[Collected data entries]
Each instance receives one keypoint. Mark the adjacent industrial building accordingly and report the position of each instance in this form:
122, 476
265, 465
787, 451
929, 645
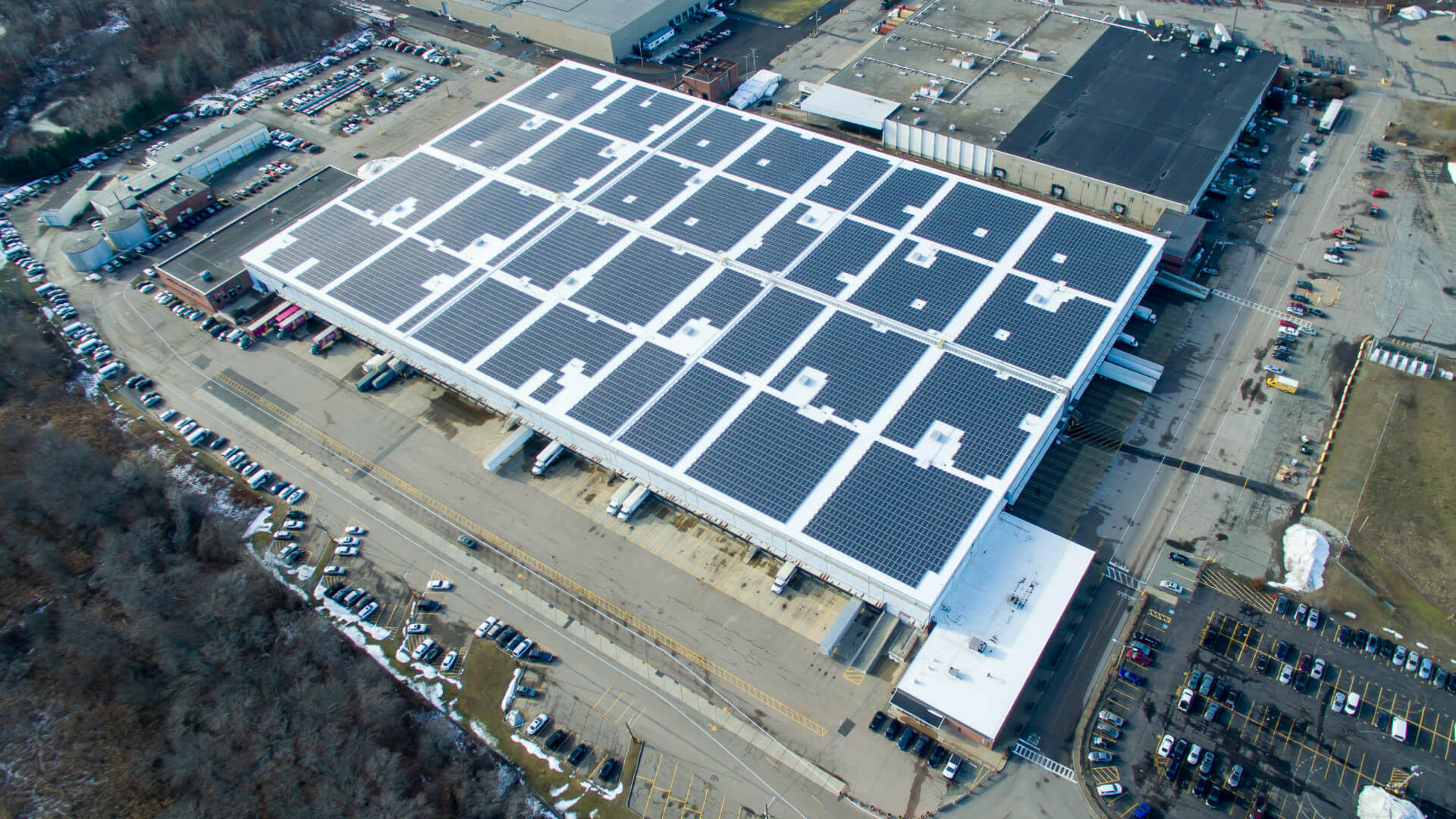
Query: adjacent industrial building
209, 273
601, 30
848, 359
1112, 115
* * *
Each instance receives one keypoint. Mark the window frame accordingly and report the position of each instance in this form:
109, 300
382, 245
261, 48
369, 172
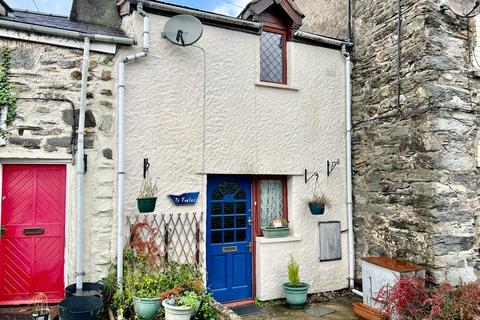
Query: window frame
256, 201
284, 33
--
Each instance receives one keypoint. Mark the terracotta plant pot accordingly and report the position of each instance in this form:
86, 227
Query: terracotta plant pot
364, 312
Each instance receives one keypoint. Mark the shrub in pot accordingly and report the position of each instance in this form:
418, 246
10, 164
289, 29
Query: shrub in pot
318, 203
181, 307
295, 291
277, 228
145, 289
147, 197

• **TASK PROMPT**
Return all lines from the data above with "Each" in them.

• **RESPONSE AREA**
Each instance receives one keypoint. Mark the adjacent industrial building accordingly and report the position of each instance in this form:
Each instance receives one keypoint. Mark the window frame accordingly and report the position of each instance in this form:
Each instance receives one keypoint. Mark the terracotta plant pot accordingly and report the position of each instance in this form:
Each instance receives one keypoint. Mark the shrub in pot accordingly and report the position of each instance in this form:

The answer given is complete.